Extracted data.
· · · · ·

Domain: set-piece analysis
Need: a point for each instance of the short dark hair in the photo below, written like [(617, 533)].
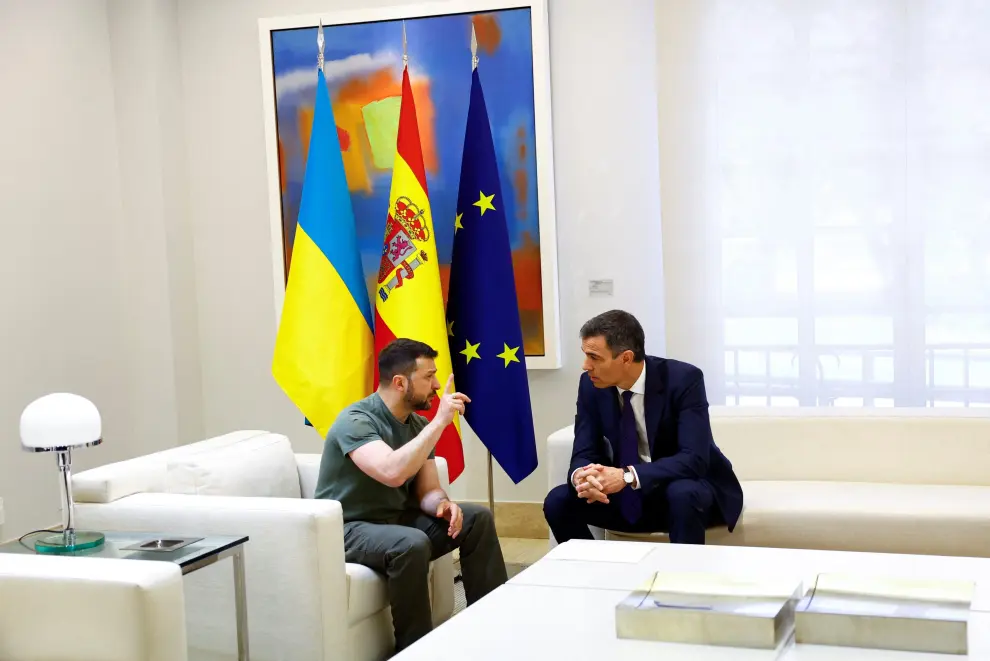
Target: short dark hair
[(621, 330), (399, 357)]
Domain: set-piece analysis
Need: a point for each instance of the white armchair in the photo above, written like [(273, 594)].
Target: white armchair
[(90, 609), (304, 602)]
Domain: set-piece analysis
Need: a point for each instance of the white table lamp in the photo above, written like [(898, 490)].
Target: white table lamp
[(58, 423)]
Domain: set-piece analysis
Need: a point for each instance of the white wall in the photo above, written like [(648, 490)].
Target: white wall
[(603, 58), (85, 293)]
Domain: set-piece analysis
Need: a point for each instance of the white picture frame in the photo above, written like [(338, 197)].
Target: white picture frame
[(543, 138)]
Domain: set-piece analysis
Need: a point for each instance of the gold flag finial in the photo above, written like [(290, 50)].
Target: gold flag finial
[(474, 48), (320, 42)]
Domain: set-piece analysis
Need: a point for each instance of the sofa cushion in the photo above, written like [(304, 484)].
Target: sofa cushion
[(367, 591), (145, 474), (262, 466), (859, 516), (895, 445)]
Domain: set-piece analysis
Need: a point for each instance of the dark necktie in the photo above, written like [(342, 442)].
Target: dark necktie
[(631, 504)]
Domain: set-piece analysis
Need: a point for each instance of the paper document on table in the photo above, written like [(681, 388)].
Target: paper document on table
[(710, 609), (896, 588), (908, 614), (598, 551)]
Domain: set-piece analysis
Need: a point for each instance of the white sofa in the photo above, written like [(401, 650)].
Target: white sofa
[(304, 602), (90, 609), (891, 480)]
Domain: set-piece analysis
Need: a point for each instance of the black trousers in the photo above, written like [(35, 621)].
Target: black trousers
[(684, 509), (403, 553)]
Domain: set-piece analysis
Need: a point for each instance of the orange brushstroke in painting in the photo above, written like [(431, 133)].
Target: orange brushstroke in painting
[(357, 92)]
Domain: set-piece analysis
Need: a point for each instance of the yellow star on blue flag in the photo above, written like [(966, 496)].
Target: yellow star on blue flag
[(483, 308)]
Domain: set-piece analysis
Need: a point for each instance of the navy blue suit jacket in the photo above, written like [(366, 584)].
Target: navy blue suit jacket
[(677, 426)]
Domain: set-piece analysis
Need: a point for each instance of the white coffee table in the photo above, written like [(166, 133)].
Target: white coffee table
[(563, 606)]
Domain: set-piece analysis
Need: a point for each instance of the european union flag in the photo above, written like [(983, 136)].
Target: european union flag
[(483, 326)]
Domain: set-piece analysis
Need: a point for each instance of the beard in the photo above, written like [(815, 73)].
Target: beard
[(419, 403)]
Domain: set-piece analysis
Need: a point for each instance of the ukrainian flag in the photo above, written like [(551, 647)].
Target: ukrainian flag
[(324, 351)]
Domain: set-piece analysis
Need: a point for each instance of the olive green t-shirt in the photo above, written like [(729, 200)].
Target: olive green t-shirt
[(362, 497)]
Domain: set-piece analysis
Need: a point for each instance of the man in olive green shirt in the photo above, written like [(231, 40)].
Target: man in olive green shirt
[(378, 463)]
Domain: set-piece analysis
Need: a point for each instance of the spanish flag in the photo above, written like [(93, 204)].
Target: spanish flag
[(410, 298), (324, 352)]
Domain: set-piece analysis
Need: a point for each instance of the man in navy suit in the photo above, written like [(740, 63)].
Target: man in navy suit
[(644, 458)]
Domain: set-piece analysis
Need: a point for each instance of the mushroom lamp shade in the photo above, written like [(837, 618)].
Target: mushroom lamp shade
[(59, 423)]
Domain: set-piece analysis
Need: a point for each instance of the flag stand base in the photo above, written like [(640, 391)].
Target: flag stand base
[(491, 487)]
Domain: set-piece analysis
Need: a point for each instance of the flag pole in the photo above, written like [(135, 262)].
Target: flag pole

· · · · ·

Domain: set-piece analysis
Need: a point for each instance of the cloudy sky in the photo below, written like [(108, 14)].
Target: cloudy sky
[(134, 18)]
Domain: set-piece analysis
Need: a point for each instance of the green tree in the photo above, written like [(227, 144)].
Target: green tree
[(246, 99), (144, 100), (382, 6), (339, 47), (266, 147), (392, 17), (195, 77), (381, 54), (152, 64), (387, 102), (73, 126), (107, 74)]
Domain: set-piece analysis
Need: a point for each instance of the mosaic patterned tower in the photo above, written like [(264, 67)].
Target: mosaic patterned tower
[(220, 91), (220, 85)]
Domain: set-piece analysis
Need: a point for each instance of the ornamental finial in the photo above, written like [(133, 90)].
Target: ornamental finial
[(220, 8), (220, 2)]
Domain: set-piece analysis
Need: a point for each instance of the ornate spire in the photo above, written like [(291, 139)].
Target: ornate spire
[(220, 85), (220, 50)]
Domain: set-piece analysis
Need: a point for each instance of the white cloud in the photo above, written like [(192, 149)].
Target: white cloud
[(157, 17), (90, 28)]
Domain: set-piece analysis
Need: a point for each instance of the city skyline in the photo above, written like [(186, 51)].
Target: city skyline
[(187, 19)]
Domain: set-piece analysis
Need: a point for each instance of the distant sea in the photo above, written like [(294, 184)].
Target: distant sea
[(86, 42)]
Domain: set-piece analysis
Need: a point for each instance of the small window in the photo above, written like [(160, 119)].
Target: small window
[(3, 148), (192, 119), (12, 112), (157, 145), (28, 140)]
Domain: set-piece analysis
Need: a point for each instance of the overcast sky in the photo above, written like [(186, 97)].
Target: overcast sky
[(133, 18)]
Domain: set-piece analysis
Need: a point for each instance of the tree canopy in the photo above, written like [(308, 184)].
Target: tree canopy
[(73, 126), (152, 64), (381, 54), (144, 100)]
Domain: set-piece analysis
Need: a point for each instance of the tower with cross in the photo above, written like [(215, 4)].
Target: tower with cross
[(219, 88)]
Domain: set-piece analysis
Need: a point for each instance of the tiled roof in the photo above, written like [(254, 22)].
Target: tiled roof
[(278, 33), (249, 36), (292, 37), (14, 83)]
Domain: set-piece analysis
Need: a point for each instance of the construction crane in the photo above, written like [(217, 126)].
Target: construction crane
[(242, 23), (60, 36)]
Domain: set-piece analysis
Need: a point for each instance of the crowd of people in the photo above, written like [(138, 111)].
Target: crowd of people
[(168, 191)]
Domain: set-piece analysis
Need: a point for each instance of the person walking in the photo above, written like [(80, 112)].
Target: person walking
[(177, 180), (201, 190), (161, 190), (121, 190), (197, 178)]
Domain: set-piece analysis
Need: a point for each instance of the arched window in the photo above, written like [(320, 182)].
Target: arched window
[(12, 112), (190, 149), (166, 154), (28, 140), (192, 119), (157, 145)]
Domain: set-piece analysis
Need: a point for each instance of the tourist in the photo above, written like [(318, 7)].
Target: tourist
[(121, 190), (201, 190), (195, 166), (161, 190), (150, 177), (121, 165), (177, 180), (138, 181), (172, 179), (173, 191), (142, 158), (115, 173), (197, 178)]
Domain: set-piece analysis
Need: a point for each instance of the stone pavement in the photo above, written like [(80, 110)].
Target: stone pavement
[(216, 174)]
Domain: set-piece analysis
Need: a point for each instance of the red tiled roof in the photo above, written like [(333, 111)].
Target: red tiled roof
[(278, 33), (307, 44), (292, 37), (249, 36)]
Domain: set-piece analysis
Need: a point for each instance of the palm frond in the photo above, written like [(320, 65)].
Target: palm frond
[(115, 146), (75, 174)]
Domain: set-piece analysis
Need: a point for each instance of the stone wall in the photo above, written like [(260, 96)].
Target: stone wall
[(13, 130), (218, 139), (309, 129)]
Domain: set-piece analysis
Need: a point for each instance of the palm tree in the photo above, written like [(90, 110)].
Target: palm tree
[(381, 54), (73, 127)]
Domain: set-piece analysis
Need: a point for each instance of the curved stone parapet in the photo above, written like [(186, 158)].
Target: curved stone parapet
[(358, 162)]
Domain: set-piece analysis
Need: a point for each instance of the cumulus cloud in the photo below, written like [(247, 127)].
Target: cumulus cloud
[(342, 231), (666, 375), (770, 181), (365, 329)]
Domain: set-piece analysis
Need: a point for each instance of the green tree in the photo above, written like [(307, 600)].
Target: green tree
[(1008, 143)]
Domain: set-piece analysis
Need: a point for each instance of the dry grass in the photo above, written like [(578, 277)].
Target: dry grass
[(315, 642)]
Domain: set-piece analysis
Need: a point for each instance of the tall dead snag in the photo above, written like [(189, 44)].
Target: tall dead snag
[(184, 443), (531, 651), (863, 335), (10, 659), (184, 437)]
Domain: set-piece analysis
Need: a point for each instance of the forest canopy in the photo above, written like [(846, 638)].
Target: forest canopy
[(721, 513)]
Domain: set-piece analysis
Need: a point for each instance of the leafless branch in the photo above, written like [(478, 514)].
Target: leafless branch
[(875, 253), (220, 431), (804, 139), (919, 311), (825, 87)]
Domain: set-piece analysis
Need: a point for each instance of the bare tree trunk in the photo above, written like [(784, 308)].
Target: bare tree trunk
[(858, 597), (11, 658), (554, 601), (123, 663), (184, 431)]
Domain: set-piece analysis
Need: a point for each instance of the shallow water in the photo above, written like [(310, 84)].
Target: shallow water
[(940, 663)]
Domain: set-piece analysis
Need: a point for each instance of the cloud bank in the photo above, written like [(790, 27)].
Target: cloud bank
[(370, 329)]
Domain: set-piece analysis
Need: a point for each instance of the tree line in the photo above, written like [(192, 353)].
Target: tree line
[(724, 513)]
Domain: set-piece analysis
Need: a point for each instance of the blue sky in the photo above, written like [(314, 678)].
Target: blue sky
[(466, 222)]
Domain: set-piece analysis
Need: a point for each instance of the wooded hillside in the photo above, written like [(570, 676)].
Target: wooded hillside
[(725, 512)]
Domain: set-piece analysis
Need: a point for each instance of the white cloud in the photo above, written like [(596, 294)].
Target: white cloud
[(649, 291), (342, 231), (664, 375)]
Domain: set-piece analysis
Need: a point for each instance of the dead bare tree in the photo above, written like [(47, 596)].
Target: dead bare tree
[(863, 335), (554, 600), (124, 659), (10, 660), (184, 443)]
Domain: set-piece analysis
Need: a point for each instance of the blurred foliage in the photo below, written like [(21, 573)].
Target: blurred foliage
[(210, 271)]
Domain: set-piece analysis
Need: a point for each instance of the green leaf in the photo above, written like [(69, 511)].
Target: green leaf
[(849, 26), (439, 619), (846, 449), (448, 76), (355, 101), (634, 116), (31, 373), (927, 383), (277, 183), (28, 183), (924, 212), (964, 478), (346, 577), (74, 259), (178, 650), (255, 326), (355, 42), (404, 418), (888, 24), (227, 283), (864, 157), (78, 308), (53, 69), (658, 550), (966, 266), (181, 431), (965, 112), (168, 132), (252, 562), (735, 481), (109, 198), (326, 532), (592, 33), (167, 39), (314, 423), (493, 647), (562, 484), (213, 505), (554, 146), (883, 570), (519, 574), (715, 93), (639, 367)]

· · · · ·

Instruction. Pick out each line in the material above that contains the word "painting" and copy those lines.

Result for this exercise.
Need: a point for each instance of the orange brushstroke in painting in the photo above, written like [(431, 133)].
Target: orange brushstroke in painting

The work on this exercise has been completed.